** begin Records for processing **
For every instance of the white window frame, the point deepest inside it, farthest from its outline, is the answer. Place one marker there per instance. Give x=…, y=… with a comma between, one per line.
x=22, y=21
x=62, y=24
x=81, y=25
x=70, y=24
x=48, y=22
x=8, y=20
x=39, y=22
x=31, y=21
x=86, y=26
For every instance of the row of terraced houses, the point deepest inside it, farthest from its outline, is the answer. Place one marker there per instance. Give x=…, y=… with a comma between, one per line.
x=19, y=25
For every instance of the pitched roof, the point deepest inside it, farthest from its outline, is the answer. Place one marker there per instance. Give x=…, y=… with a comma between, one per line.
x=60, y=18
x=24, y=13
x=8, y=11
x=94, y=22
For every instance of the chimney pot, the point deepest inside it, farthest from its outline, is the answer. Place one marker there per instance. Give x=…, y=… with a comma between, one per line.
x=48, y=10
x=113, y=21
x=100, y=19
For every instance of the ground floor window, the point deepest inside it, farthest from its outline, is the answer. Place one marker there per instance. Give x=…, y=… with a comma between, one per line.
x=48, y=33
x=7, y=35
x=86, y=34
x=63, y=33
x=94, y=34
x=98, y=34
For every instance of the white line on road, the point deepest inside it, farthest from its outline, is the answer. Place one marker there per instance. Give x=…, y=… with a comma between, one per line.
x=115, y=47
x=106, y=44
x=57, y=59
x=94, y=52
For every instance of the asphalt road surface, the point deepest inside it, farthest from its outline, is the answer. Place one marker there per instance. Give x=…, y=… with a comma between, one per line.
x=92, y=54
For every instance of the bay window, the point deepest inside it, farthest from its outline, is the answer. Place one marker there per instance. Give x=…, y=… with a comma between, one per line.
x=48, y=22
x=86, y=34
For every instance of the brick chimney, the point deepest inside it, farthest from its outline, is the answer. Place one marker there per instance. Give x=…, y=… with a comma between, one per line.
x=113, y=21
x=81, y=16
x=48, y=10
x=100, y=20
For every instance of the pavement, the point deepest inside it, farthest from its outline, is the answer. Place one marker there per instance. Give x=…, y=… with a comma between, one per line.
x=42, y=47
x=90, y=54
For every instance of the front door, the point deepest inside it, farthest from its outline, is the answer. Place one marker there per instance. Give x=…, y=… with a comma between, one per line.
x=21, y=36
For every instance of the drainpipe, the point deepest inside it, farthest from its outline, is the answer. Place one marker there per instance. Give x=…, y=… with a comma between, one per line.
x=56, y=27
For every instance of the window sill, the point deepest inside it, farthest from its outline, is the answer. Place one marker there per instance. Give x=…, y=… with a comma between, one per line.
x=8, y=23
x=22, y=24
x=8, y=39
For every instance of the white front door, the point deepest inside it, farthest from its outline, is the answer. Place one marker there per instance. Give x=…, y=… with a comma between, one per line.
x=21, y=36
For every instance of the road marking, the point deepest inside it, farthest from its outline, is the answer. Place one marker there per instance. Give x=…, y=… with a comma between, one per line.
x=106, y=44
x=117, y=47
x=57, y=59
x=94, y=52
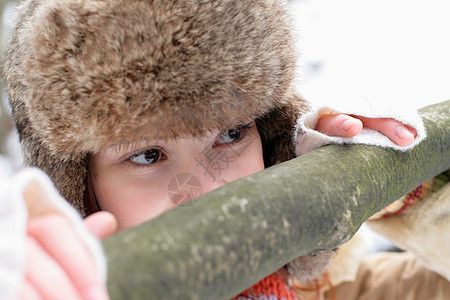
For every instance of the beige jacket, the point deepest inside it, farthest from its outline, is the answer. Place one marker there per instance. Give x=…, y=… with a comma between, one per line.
x=421, y=272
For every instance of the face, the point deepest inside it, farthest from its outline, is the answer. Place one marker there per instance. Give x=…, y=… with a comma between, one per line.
x=136, y=183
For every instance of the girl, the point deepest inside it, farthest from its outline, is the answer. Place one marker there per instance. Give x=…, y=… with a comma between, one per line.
** end Records for processing **
- [Task goal] Pictures stay out; reproduce every line of the records exactly.

- [Exercise result]
For every instance of the white window frame, the point deepest inside it, farthest from its outline, is the answer. Place one marker there per instance. Give x=…, y=… with a comma between, one per line.
x=22, y=21
x=62, y=24
x=81, y=25
x=70, y=24
x=48, y=22
x=8, y=20
x=39, y=22
x=31, y=21
x=86, y=26
For every instance of the row of terraced houses, the point deepest inside it, farthest from its outline, is the answer. Place one marker there per instance. Give x=…, y=… with a comma between, one per line.
x=19, y=25
For every instance of the pitched roof, the point deepest inside it, farthest from its outline, is the answer. Place one marker there per instance. Give x=…, y=… with a comma between, one per line.
x=60, y=18
x=24, y=13
x=8, y=11
x=94, y=22
For every instance of the chimney pot, the point deepest inside it, farthest from its outline, is the answer. Place one marker there per instance. Give x=…, y=… with a comma between, one per line.
x=48, y=10
x=113, y=21
x=100, y=19
For every instance of the ground floor window, the point deepest inside it, farthest from its outline, is the answer. Place one marker there per instance. Give x=…, y=… with a comma between, one per line.
x=48, y=33
x=7, y=35
x=86, y=34
x=63, y=33
x=94, y=34
x=98, y=34
For every instance of the white line on road, the point deepest inside it, farthest from its outline, is the answer. Place one marker there per instance. Give x=…, y=… with a comma between, one per line.
x=115, y=47
x=106, y=44
x=57, y=59
x=94, y=52
For every instance of the asphalt road surface, the point deepest inside it, farthest from its outline, is the answer. Place one marker there per instance. Give x=…, y=… with a comma between, one per line.
x=92, y=54
For every instance of the bay window, the point deepest inside it, farthest from its outline, is the answer. Place one marker there per instance. Give x=…, y=… with a comma between, one per line.
x=48, y=22
x=86, y=34
For every instance of the brick chimney, the point deepest inside it, farthest from its outline, is the answer. Place one marker there per instance. Give x=…, y=… with a comma between, one per line.
x=113, y=21
x=81, y=16
x=48, y=10
x=100, y=20
For every instance of the pavement, the point deepest inside it, farthest from its outline, is the answer. Place one marker there per instance. Give x=…, y=… with a comma between, one per line.
x=42, y=47
x=90, y=54
For every instance of the front door, the point deepest inside it, farthest from its outline, is the answer. Place one marker there per instance. Give x=…, y=… with a comma between, one per line.
x=21, y=36
For every instance of the drainpipe, the point deepest inside it, farthest from its outline, is the answer. Place one marker there per instance. Give x=…, y=… with a comma between, one per line.
x=56, y=27
For every instance of the window sill, the point deepest inside it, farthest from its outline, is the answer. Place one marker there per instance. Give x=…, y=… with a comma between, one per line.
x=8, y=23
x=22, y=24
x=8, y=39
For every instance of the white front door, the point deepest inside it, farthest from its outline, is the answer. Place one marker there per instance. Give x=…, y=… with a comma between, one per line.
x=21, y=36
For every instance of the road marking, the point deepest inside it, farthest from its outline, is the answer. Place one marker there per instance. Give x=…, y=… with a comma between, one per line.
x=106, y=44
x=117, y=47
x=57, y=59
x=94, y=52
For every instance of the beige jacket, the point deepest inside it, farthest from its outline, is the answer. Place one marker there per instance. Give x=…, y=… with a comma between, one per line.
x=421, y=272
For every instance of the face, the point deepest inside it, farthest from its outline, is the answer. Place one marker there per instance. Give x=…, y=… with a comma between, one per line.
x=136, y=183
For every instance of the girl, the point deepest inside it, farthest from its outline, is the answer. Place one marker there per instance. Give x=…, y=… with a comma between, one per line.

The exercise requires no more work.